◆ EXERCISE BRIEF
Find the string "paved" in the entries and copy each line that has it.

◆ PROVIDED MATERIAL
————————

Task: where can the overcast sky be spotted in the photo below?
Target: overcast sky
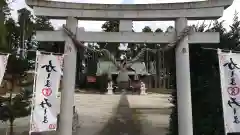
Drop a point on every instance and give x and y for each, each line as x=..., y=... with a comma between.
x=96, y=25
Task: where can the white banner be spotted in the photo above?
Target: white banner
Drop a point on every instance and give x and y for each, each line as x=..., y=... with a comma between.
x=3, y=63
x=45, y=105
x=229, y=65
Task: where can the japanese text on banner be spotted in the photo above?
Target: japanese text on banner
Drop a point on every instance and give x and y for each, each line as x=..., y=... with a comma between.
x=45, y=108
x=229, y=64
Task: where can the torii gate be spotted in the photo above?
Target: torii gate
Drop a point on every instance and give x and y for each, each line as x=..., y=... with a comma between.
x=179, y=12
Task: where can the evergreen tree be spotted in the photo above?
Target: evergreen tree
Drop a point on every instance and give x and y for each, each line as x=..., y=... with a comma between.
x=205, y=83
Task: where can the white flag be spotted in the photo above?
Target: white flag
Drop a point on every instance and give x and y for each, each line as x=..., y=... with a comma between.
x=3, y=63
x=229, y=65
x=45, y=105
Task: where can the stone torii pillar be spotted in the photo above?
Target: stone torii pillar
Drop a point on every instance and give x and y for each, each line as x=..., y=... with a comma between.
x=69, y=71
x=184, y=101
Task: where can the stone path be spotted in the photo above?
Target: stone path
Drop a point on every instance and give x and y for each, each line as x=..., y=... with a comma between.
x=116, y=115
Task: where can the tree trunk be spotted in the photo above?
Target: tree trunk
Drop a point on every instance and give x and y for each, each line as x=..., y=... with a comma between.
x=11, y=132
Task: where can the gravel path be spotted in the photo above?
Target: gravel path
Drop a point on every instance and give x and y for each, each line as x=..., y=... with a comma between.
x=116, y=115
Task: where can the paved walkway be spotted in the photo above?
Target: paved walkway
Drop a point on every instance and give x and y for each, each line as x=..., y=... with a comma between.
x=117, y=115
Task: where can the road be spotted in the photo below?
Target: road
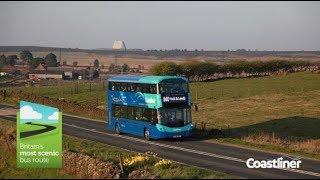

————————

◆ ANSWER
Task: where can the paved walkway be spotted in the photo above?
Target: paved walkway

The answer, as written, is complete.